- _Given instruction_
Show every line below that contains the word "distant". Uppercase and lowercase count as different.

- _Task input_
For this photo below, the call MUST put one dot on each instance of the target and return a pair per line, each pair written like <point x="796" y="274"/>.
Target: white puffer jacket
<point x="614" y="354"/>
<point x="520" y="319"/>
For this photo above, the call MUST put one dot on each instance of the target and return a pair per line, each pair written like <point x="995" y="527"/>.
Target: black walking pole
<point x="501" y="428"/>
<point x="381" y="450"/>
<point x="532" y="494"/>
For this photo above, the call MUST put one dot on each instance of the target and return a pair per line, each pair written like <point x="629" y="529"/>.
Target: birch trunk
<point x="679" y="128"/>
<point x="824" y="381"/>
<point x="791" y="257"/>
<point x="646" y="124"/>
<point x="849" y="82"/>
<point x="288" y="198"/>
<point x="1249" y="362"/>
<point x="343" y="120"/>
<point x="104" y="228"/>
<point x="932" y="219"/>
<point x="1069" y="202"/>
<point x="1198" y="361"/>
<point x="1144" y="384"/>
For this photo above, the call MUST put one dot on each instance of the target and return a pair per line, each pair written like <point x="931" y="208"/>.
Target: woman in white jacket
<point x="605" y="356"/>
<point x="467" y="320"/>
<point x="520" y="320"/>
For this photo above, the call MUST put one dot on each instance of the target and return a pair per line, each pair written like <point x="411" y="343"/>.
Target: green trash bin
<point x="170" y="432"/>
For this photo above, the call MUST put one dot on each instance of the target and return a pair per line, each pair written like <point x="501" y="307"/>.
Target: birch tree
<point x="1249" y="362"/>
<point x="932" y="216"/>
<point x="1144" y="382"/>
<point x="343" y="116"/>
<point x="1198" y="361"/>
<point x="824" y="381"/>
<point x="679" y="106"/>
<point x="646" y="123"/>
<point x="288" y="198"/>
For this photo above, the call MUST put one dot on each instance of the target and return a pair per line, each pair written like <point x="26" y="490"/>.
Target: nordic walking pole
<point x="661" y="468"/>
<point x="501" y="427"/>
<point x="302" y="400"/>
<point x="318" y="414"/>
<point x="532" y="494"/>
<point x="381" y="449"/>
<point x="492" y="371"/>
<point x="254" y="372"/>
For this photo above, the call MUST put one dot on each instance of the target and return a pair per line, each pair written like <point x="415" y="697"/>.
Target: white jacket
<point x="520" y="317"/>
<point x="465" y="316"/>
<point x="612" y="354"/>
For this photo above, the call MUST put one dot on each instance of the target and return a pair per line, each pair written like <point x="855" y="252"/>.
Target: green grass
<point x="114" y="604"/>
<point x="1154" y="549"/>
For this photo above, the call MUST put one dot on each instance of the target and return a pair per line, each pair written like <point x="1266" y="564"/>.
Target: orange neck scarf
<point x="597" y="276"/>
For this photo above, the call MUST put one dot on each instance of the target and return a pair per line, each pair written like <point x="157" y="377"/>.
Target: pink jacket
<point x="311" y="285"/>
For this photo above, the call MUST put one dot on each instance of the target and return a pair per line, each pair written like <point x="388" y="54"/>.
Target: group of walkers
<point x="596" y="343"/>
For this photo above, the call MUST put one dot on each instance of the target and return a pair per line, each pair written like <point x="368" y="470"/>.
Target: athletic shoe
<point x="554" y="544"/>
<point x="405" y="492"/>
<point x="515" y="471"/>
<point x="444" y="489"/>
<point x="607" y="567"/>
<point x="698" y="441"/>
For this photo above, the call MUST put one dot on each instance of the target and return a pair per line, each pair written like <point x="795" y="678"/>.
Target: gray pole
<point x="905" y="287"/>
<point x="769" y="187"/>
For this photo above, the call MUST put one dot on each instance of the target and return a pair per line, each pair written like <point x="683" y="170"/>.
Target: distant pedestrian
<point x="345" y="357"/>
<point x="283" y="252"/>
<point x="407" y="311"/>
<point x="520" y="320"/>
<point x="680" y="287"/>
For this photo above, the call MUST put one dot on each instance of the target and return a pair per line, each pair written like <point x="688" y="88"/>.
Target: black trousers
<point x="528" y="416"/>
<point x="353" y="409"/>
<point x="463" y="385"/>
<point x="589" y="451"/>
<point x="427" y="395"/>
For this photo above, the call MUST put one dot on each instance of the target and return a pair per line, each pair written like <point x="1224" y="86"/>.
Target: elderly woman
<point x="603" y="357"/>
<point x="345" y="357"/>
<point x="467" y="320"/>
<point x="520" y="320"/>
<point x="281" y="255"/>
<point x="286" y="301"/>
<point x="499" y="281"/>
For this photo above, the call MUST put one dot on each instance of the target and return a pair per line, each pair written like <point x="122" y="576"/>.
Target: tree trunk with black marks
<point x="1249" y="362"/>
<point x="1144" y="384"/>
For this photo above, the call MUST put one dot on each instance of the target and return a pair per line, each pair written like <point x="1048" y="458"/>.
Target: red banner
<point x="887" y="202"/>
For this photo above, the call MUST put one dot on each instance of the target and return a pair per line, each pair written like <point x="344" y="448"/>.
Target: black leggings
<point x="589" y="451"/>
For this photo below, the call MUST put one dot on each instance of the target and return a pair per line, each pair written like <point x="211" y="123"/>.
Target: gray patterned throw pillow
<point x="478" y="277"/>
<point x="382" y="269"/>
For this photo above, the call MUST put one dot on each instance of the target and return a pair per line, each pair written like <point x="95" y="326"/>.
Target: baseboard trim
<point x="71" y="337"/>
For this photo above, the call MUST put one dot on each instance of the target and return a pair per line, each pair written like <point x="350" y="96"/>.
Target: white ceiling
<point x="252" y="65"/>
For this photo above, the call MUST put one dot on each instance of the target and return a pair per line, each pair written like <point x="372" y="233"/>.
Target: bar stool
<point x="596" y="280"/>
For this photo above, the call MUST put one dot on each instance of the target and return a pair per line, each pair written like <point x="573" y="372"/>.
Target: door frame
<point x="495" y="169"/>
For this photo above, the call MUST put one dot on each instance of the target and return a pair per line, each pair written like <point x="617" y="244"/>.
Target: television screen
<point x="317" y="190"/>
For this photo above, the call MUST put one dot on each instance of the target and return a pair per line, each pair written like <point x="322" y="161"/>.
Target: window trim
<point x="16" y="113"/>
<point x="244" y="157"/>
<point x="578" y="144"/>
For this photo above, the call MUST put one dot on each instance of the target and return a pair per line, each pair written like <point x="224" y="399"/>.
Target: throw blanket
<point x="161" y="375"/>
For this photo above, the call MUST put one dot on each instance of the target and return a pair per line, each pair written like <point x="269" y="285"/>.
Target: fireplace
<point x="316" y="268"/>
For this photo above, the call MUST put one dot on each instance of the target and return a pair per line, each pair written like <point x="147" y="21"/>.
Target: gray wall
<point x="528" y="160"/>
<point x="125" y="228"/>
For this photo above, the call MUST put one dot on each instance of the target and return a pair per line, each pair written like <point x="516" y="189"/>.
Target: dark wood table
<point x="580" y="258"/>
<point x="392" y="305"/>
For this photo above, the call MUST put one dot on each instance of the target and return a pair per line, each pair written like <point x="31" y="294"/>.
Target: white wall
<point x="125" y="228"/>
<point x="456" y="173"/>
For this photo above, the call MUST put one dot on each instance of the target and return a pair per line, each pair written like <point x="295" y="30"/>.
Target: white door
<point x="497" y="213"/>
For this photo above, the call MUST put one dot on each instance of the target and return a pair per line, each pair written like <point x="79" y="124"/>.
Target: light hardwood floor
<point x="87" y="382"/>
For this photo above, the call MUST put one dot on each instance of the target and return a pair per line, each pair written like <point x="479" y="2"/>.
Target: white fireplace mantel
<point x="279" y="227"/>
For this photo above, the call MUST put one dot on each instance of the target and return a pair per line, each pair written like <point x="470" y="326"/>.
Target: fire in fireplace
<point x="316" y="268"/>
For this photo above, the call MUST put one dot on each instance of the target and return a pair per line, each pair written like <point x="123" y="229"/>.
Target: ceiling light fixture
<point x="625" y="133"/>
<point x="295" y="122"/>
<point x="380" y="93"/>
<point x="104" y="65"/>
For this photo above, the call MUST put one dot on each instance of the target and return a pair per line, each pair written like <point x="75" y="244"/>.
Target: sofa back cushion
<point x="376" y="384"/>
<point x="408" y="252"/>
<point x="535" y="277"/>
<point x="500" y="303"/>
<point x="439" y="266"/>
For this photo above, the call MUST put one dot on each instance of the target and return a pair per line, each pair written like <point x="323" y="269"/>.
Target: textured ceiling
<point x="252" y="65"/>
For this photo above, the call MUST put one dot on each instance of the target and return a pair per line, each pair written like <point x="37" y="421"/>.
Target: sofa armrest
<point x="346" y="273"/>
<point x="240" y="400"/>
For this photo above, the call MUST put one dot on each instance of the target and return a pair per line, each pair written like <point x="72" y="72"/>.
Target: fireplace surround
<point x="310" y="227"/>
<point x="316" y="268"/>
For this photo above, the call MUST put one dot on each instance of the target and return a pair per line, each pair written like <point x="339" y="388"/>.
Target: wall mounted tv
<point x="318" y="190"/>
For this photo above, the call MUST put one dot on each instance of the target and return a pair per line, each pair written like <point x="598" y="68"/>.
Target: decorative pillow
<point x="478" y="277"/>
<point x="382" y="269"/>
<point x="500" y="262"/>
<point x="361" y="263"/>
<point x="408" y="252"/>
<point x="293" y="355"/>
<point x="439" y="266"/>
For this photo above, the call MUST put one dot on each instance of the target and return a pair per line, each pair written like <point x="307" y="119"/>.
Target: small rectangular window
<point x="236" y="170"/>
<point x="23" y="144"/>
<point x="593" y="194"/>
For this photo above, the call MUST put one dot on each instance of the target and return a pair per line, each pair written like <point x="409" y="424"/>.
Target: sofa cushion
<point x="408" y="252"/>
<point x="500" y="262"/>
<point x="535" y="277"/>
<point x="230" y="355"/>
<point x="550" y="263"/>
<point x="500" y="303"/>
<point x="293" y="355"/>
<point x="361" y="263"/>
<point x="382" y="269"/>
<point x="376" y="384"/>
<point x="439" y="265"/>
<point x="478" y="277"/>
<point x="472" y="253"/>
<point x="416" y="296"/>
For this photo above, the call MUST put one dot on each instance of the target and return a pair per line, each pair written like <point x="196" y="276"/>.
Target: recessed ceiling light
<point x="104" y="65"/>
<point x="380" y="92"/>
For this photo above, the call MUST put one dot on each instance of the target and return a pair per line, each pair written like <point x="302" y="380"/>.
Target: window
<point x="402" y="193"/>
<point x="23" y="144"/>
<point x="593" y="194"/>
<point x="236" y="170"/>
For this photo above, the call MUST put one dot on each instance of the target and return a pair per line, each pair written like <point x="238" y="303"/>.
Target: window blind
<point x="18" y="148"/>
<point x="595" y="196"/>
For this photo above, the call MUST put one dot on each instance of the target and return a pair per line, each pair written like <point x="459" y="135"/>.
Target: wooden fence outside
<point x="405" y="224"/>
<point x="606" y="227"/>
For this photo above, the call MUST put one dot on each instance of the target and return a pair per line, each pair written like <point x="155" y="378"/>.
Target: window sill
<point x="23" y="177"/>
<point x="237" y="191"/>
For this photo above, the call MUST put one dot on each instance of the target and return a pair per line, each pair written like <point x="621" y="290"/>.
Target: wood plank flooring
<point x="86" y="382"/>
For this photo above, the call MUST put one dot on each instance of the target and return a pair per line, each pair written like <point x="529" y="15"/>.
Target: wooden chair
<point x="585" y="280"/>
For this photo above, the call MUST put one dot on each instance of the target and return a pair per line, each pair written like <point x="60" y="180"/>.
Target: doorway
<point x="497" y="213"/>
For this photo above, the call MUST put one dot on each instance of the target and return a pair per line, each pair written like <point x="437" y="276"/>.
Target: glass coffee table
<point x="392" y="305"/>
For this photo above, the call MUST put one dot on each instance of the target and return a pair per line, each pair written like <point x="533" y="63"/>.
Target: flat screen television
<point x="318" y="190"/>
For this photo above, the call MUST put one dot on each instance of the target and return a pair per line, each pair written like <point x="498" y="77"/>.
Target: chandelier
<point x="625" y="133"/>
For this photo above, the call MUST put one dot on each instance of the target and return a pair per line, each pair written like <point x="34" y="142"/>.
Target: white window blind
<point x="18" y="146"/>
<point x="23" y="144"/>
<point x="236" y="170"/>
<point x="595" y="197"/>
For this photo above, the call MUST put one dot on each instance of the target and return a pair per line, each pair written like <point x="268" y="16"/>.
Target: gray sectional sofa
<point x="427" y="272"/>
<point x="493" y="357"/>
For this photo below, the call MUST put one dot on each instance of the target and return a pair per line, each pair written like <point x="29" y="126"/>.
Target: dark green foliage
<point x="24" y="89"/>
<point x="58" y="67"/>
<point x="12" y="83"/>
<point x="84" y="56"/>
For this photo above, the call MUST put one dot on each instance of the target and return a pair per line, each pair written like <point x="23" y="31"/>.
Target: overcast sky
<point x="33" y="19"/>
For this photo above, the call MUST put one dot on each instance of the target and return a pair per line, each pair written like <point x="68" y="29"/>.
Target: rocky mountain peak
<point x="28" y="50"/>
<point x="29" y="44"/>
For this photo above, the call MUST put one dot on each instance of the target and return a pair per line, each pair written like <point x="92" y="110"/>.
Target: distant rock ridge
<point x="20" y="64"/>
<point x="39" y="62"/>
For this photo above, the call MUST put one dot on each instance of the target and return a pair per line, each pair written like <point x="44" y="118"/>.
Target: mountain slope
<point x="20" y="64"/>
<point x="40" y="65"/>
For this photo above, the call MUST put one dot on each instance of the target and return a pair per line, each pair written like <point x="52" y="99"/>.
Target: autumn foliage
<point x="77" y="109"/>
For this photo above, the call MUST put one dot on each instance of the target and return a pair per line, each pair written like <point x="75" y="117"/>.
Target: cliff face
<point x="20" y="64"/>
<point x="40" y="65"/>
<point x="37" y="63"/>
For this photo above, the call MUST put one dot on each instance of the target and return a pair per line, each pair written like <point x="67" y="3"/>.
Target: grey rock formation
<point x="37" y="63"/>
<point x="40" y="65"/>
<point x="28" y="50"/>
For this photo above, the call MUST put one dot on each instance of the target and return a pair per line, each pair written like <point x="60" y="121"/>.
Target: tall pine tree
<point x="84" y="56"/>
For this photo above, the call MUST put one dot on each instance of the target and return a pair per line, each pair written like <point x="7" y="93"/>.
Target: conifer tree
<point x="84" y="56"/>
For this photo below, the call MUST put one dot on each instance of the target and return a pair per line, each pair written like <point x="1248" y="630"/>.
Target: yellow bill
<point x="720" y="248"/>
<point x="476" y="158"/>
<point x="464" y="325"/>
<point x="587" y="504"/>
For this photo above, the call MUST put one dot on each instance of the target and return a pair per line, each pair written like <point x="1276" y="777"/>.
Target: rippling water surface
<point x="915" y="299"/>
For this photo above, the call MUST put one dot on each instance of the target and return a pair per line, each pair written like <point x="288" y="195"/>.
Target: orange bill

- _Finished exercise_
Target: distant pedestrian
Target: distant rock ridge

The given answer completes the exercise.